**PROBLEM REQUIREMENTS:**
Look for the string "Could" in the listing below, then copy every line that has it.

**SUPPLIED DATA:**
****

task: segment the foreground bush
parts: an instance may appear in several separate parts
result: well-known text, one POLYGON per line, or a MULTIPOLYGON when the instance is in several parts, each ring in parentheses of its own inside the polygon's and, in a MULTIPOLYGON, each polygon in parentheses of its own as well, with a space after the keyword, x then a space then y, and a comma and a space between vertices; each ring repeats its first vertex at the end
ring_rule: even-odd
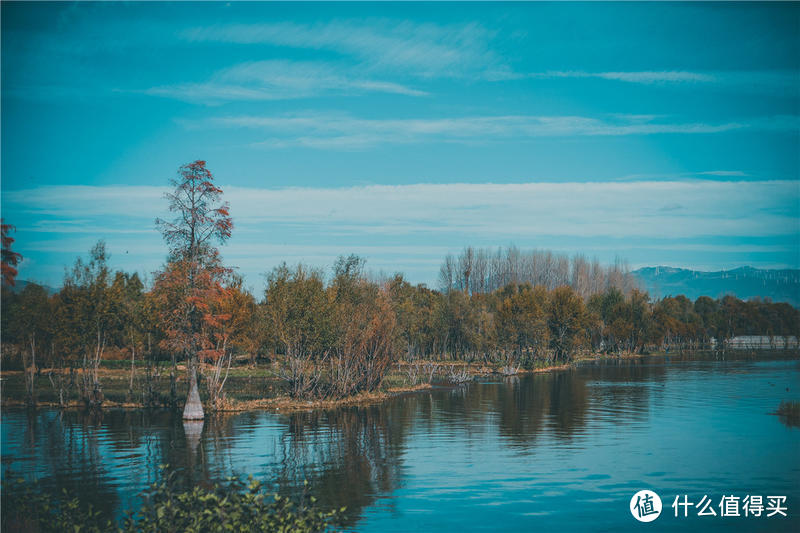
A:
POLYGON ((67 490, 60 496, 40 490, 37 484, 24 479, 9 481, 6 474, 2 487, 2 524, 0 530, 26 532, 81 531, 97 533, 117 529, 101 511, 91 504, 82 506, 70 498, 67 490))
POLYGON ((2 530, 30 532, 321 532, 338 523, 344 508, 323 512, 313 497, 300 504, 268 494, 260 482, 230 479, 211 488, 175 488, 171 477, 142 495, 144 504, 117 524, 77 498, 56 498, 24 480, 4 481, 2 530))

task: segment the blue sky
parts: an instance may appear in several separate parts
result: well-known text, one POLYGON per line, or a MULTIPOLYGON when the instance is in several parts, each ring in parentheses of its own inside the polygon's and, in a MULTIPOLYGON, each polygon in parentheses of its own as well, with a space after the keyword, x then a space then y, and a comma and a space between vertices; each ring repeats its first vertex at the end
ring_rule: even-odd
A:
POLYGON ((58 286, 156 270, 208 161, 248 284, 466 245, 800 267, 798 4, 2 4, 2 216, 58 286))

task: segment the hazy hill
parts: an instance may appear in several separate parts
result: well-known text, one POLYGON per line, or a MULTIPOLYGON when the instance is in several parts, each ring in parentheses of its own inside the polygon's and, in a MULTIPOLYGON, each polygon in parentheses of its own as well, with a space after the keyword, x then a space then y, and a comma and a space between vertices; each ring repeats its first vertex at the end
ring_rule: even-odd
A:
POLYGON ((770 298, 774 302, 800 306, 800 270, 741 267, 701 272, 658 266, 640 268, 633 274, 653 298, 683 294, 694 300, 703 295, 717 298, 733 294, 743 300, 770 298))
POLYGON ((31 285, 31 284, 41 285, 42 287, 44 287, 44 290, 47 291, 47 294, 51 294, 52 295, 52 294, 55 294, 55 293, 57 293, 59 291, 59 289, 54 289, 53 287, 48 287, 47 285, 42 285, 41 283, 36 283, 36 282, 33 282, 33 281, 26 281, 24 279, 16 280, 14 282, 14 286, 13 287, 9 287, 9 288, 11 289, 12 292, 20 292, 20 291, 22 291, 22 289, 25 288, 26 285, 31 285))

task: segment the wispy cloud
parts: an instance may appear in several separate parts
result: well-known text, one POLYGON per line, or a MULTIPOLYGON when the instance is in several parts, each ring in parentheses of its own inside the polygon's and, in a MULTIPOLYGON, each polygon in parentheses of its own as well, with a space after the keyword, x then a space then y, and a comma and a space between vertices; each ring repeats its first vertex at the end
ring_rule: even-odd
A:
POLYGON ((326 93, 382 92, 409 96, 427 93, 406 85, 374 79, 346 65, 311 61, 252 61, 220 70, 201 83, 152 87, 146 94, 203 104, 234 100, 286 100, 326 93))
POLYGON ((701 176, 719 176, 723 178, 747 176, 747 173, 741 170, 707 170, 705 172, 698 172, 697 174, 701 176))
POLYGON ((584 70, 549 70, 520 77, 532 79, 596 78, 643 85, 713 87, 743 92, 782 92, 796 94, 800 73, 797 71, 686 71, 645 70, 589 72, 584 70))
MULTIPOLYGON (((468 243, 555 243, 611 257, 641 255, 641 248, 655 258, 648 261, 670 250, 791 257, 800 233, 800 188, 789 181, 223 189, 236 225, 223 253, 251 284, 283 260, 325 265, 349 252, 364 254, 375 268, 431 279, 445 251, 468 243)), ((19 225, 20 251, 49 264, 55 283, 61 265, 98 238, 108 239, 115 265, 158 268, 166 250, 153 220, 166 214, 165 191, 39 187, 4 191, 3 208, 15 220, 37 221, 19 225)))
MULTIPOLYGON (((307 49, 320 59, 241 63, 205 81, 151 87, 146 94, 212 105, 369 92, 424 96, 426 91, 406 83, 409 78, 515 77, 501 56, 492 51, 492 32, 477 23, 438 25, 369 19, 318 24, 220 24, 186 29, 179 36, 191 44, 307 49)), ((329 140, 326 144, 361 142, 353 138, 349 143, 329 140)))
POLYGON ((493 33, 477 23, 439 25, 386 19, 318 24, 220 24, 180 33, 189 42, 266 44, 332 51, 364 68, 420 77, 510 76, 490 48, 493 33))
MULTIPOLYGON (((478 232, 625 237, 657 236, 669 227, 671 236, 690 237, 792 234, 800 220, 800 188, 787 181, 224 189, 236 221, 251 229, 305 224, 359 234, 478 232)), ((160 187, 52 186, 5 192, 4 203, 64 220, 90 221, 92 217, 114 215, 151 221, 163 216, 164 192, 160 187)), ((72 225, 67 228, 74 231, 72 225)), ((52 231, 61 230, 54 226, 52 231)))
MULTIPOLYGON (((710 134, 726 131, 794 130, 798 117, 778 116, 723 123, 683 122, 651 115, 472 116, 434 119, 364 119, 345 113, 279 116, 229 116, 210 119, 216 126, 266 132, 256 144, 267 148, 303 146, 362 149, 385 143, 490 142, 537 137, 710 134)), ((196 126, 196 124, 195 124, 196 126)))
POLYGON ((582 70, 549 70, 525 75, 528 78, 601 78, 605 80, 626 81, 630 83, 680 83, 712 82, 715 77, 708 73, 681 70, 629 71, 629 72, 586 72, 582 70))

****

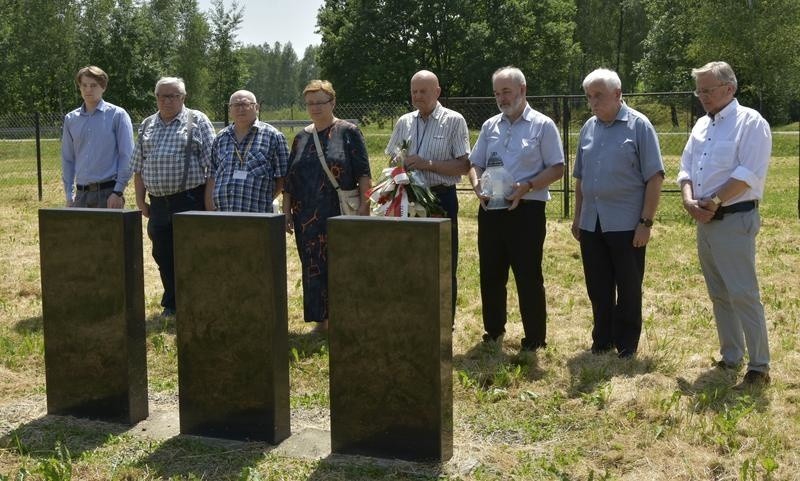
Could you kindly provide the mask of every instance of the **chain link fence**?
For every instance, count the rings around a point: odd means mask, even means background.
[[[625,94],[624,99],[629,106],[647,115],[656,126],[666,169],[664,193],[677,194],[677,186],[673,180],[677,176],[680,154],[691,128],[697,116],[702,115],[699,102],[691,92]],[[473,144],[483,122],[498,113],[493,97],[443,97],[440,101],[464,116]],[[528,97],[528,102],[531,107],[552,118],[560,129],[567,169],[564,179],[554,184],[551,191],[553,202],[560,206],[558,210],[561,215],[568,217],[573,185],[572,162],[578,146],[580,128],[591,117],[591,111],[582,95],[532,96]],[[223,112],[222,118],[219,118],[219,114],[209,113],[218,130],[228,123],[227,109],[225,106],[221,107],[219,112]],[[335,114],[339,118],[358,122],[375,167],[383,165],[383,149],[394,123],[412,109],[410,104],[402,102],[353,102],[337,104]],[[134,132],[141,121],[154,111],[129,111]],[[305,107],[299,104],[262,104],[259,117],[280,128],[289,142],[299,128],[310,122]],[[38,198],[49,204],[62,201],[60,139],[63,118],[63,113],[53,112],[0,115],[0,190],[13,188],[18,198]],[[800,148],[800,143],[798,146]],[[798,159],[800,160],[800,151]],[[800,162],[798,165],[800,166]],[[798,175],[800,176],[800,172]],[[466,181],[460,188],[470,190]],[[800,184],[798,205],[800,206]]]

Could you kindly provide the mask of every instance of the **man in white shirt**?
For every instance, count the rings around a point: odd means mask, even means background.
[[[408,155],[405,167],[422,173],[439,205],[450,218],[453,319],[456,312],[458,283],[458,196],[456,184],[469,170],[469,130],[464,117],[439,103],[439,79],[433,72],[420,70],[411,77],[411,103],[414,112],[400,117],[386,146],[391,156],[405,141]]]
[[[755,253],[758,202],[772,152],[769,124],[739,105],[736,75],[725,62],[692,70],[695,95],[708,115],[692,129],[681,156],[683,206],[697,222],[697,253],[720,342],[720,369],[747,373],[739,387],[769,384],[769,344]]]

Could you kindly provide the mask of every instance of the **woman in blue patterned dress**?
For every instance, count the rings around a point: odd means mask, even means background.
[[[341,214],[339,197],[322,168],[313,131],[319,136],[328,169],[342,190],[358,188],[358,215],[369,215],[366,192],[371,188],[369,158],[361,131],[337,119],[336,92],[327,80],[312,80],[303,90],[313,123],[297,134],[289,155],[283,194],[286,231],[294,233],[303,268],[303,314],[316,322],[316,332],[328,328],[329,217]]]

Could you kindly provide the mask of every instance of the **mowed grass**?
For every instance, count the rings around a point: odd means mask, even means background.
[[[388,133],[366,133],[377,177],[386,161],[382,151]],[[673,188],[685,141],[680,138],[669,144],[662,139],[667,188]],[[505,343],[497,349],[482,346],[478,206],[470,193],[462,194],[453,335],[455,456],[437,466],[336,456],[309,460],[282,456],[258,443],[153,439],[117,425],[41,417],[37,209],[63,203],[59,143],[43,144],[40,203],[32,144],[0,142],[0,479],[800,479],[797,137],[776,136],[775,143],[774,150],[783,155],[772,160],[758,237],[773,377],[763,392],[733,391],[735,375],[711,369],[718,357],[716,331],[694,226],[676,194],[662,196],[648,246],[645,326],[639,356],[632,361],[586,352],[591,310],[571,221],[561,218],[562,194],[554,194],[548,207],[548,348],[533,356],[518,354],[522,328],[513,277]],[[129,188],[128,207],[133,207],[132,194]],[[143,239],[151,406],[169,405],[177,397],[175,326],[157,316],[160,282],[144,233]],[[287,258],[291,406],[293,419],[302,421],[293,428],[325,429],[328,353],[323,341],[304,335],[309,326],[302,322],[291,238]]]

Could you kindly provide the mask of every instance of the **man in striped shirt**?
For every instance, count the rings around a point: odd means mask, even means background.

****

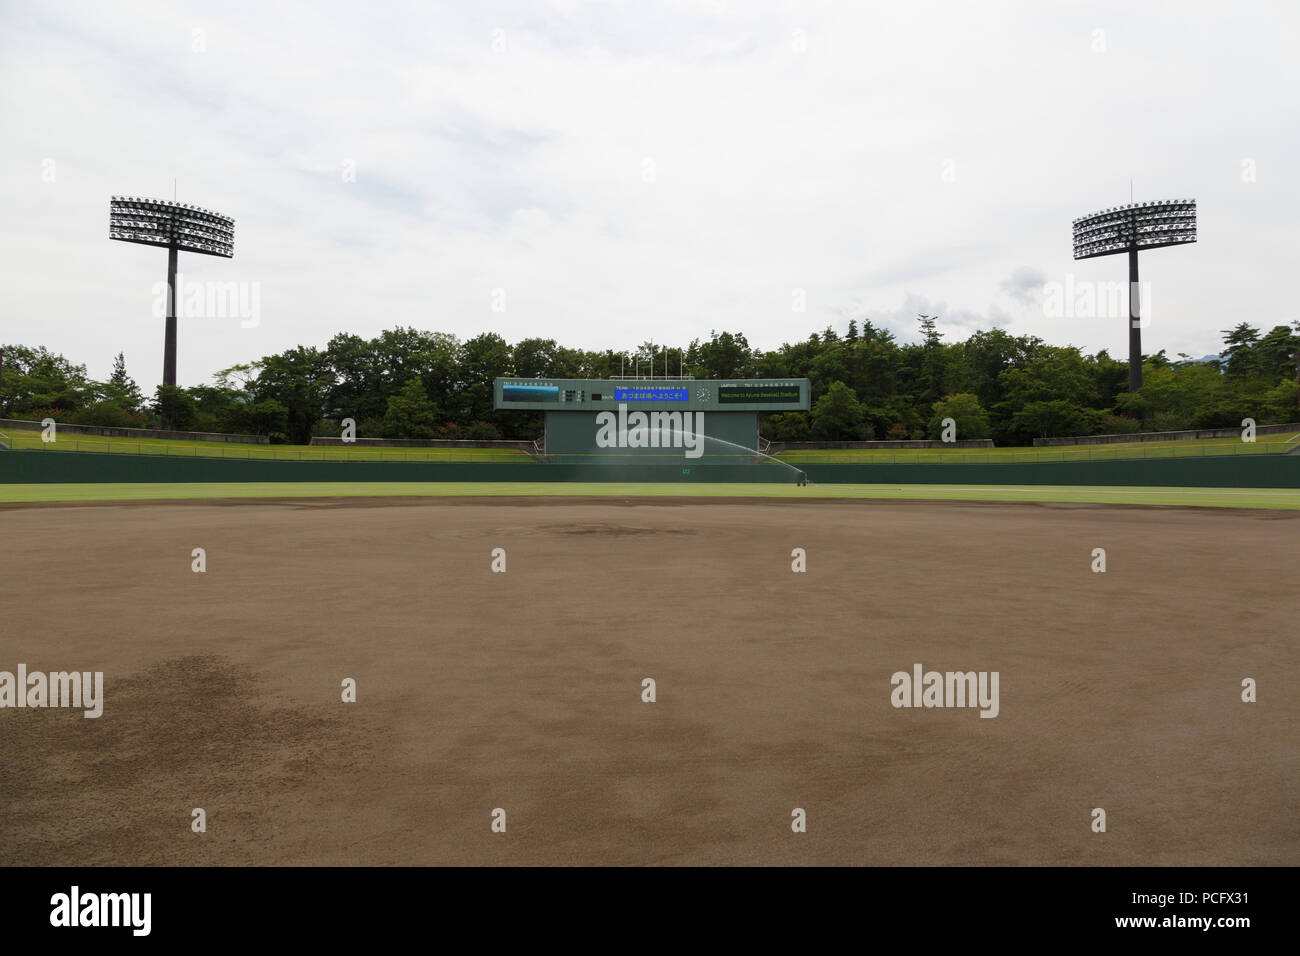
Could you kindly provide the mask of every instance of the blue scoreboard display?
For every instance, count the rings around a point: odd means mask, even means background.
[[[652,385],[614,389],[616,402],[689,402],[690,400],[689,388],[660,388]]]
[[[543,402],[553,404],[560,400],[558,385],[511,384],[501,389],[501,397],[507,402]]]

****

**RESPONSE BELOW:**
Could you kindly provide the mask of every instance of the **chain link fence**?
Could you kindly provide the mask of every instance of the **man in white shirt**?
Could you kindly provide the mask of every instance of the **woman in blue patterned dress**?
Could you kindly provide the mask of every instance of the **mowed grass**?
Could you kindly provide the mask of every instance of the **man in striped shirt**?
Could you kindly provide the mask of every instance of the blue scoreboard display?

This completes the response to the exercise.